» **YOUR GOAL**
In full and without alteration, output each record given here.

Point localization data
BEGIN

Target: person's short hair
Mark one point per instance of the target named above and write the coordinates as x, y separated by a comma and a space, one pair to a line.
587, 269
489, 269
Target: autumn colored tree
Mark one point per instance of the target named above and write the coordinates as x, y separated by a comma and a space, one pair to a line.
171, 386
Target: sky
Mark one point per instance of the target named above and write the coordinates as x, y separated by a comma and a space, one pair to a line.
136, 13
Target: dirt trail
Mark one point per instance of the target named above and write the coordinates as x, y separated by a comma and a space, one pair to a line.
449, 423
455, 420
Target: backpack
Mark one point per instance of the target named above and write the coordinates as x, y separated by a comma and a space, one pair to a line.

END

» **RESULT OF THIS EXERCISE**
Target: person's short hair
Mark one point per instance of the target named above and write the coordinates as x, y separated by a comma and a space, one pair to a line.
587, 269
489, 269
Target: autumn colored tree
Mark one point per instance of the target named above and write the coordinates as x, y separated by a comma and a space, one pair to a line.
171, 386
Target: sky
Mark one point per instance of the target named above and write the coordinates as x, y separated by a comma and a space, one pair to a line.
136, 13
Target: dirt trail
Mark one point per instance of the target named above and write the coordinates as x, y separated by a comma and a space, one pair to a line.
449, 423
455, 420
Target: backpack
Mark one point per instance of the target named above and write the coordinates as x, y separated by a comma and a space, one pair to a line.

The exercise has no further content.